**EXERCISE DETAILS:**
Your response should consist solely of the lines from the one containing "Each instance of the shoulder" through the end of the data, copied exactly.
#### INPUT FOR THIS TASK ####
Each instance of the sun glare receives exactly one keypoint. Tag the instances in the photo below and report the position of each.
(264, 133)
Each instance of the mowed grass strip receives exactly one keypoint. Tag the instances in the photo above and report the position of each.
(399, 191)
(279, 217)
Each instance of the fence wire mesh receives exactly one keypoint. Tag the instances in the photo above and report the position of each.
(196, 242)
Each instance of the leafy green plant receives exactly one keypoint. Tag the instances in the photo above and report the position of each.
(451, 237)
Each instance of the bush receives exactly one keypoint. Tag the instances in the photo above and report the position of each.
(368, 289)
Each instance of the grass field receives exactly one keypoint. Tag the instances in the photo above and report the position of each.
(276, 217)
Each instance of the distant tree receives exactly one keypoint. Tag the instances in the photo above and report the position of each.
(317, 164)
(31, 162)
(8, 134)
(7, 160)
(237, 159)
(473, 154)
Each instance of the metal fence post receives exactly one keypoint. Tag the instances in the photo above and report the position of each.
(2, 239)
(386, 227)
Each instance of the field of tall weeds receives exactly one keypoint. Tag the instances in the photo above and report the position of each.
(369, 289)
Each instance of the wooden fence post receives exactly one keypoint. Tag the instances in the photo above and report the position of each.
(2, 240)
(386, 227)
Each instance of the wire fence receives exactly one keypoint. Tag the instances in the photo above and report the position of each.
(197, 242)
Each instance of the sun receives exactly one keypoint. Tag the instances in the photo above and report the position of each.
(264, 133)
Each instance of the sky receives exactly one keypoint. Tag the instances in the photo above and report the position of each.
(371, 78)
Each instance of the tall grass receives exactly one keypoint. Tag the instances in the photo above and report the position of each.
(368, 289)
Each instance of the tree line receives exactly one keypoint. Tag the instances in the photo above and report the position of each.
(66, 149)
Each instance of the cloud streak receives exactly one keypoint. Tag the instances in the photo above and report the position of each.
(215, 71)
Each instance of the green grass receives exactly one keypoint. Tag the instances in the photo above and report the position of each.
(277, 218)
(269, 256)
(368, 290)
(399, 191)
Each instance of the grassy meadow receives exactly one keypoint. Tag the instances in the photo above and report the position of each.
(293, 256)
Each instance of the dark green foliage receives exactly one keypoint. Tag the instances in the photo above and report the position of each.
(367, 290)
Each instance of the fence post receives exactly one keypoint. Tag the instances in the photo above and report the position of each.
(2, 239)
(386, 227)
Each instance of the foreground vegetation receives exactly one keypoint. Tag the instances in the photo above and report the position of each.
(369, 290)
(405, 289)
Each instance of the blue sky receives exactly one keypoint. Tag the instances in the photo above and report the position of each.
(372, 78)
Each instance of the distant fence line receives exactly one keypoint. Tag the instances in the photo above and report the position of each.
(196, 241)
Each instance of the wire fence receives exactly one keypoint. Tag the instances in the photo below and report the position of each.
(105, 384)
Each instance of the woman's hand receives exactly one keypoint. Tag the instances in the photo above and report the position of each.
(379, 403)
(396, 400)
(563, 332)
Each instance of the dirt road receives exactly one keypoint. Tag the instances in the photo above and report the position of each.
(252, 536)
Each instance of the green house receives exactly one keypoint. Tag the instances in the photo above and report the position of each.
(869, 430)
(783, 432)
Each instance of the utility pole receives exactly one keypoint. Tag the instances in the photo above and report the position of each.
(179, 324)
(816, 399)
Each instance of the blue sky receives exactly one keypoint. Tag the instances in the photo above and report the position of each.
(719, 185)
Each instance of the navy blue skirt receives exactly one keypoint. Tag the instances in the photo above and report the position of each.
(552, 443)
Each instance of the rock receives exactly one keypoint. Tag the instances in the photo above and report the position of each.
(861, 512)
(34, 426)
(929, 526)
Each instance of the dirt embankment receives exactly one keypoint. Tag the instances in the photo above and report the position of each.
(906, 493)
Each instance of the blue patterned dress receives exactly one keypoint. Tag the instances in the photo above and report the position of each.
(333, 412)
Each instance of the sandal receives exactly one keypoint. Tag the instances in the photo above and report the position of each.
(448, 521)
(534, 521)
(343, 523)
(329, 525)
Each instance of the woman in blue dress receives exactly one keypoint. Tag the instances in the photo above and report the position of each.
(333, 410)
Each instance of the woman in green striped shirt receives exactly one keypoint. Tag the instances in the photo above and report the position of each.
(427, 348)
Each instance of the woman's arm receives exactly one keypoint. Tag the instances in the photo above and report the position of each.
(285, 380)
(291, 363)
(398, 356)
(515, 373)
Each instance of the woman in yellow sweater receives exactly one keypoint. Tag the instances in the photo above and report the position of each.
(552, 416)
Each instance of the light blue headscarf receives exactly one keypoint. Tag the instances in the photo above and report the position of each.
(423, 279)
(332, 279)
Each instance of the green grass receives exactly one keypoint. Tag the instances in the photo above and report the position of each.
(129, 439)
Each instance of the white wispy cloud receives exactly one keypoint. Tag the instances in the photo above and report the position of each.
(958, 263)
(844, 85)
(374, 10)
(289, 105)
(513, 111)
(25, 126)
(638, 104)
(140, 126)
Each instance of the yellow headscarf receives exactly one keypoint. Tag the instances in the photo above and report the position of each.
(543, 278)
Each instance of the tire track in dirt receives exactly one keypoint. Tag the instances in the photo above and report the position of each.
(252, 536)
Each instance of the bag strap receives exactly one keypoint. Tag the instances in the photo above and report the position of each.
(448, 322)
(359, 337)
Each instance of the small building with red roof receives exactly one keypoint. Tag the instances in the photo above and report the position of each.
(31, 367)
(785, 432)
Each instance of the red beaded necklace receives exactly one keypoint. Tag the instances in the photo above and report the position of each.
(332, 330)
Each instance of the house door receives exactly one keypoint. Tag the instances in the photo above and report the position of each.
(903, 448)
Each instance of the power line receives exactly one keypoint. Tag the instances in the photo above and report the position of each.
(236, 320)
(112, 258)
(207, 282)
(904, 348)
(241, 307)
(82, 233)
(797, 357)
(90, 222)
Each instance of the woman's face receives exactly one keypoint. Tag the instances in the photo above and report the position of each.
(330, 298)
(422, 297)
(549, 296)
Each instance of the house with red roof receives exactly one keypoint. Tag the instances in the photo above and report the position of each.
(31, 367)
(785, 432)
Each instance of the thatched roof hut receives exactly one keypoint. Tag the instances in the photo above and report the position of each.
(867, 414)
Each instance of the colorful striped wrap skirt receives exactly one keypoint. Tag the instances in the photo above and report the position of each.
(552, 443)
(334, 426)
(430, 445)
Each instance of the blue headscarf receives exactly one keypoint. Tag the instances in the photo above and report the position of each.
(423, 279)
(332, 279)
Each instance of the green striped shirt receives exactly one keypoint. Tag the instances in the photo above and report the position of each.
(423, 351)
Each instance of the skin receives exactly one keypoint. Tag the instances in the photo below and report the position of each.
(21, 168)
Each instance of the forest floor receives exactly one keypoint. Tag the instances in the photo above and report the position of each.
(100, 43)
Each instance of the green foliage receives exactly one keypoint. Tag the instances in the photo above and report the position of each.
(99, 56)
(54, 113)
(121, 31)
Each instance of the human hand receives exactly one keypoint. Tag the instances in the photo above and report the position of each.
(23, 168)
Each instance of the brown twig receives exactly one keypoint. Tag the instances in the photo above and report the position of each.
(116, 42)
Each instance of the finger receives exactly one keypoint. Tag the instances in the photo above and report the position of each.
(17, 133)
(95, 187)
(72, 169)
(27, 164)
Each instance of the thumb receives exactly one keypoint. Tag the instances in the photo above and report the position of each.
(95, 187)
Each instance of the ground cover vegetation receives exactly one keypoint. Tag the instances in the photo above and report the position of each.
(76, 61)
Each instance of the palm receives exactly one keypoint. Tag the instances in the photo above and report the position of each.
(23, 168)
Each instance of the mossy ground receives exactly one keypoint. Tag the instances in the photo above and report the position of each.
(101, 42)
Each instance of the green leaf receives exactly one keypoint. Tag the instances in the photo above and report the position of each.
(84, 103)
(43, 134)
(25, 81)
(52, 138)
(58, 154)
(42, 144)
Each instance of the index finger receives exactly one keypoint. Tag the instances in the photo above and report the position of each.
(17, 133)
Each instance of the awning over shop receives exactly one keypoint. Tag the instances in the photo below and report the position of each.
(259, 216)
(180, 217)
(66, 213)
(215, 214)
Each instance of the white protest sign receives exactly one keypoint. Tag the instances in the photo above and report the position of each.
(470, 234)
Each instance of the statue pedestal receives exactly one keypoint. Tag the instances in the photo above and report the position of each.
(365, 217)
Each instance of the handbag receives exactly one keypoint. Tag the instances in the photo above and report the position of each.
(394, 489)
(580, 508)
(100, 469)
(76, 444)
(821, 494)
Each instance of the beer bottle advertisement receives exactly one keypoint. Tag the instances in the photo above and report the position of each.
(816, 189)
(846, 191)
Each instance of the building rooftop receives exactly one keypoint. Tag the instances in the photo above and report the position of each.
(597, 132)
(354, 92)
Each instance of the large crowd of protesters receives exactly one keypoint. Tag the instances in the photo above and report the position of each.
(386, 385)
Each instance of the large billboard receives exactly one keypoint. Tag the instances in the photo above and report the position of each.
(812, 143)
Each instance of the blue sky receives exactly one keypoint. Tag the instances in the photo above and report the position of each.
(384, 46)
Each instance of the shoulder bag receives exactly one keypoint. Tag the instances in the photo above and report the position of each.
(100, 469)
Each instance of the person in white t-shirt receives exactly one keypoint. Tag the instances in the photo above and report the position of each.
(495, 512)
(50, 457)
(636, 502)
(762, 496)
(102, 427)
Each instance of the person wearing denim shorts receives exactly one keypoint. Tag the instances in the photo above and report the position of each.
####
**FINISHED EXERCISE:**
Each instance of the shoulder bag receives exactly one keypoint. Tag the instances in the photo above and report the position of each.
(100, 469)
Each instance of the person in white t-shirt receives exactly one keypoint. Tag the instances in the photo above and report the position of each.
(495, 512)
(50, 457)
(636, 502)
(762, 496)
(102, 427)
Each instance of the person wearing denim shorts receives exactly one keypoint. Tag the instances in the photo above and report the position of each.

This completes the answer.